Large language models (LLMs) are increasingly used to allocate limited computation across verification, test-time scaling, and other selective-compute decisions. These policies rely on a global signal comparability assumption: equal scores should carry comparable decision value across inputs. According to a recent paper on arXiv by Yang Jinlong, this assumption fails in practice due to heteroskedastic signals — uncertainty quality varies across cost strata, with some regions exhibiting near-random discriminability despite concentrating many errors.
The paper, titled "Heteroskedastic Signals in Budgeted LLM Verification: Structural Heterogeneity Limits Optimization Gains," uses budgeted verification as a controlled diagnostic setting. The authors find that global online adaptation yields inconsistent gains over static thresholding, while structural heterogeneity limits optimization improvements.
The Heteroskedastic Signal Problem
Under a global signal comparability assumption, allocation policies assume that an uncertainty score of, say, 0.8 means the same thing whether the input is simple or complex. The paper shows that this is not the case. In certain cost strata — inputs requiring more computational resources — the signal quality degrades disproportionately. The authors characterize the resulting distortion of global allocation and show that its upper bound scales with cross-stratum signal-quality dispersion.
The Intervention Hierarchy
To separate weak signals, optimization instability, and structural heterogeneity, the authors propose a controlled intervention hierarchy:
- Threshold: A simple static thresholding policy.

=== Supplied information ===
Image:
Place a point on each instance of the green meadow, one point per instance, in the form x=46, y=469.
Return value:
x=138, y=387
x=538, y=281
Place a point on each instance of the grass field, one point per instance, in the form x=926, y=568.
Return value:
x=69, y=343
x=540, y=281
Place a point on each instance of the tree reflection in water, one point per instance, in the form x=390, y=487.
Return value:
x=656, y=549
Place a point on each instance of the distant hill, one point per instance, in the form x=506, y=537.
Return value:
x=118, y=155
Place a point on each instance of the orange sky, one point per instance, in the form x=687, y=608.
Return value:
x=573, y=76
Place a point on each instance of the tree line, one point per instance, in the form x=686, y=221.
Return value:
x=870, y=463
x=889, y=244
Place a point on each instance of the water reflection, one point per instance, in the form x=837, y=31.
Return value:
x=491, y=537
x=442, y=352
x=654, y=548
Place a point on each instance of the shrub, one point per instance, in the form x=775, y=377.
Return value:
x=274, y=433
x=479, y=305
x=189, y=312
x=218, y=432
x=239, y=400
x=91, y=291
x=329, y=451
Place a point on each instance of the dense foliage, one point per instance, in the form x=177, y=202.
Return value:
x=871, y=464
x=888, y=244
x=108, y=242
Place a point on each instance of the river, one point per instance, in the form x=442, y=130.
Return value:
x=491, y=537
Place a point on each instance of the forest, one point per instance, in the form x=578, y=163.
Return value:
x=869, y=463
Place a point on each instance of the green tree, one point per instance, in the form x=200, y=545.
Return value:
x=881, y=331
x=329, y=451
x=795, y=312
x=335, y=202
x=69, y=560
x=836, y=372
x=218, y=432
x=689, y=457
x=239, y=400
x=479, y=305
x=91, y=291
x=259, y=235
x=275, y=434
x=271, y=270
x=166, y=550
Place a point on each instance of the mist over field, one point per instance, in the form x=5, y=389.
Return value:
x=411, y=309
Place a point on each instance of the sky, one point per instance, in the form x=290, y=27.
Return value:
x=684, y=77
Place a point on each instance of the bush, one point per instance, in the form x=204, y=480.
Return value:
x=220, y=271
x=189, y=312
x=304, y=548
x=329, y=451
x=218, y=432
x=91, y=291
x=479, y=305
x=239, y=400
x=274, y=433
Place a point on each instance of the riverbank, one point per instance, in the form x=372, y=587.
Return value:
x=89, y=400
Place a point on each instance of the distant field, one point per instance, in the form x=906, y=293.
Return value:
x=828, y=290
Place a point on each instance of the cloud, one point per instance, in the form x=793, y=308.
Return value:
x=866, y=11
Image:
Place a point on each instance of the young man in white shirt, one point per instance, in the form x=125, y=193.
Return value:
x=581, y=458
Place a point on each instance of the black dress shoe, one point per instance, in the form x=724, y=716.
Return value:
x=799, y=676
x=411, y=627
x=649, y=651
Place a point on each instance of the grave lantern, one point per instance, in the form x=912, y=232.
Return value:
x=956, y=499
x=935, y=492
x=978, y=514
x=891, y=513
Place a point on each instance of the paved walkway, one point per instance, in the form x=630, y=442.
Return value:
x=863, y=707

=== Work instructions ===
1. Return the stretch of the heteroskedastic signals article from "The paper, titled" through "cross-stratum signal-quality dispersion.", copied word for word.
2. Decide whether each statement agrees with the heteroskedastic signals article: (a) the paper uses budgeted verification as a controlled diagnostic setting; (b) global online adaptation gives consistent gains over static thresholding; (c) in certain cost strata the signal quality degrades disproportionately. Answer each with yes or no and quote the deciding words.
3. List every factor that the heteroskedastic signals article says the authors' controlled intervention hierarchy is meant to separate.
The listing is separate material from the heteroskedastic signals article.

=== Answers for the exercise ===
1.
The paper, titled "Heteroskedastic Signals in Budgeted LLM Verification: Structural Heterogeneity Limits Optimization Gains," uses budgeted verification as a controlled diagnostic setting. The authors find that global online adaptation yields inconsistent gains over static thresholding, while structural heterogeneity limits optimization improvements.
The Heteroskedastic Signal Problem
Under a global signal comparability assumption, allocation policies assume that an uncertainty score of, say, 0.8 means the same thing whether the input is simple or complex. The paper shows that this is not the case. In certain cost strata — inputs requiring more computational resources — the signal quality degrades disproportionately. The authors characterize the resulting distortion of global allocation and show that its upper bound scales with cross-stratum signal-quality dispersion.

2.
(a) Yes: "uses budgeted verification as a controlled diagnostic setting"
(b) No: "global online adaptation yields inconsistent gains over static thresholding"
(c) Yes: "In certain cost strata — inputs requiring more computational resources — the signal quality degrades disproportionately."

3.
- weak signals
- optimization instability
- structural heterogeneity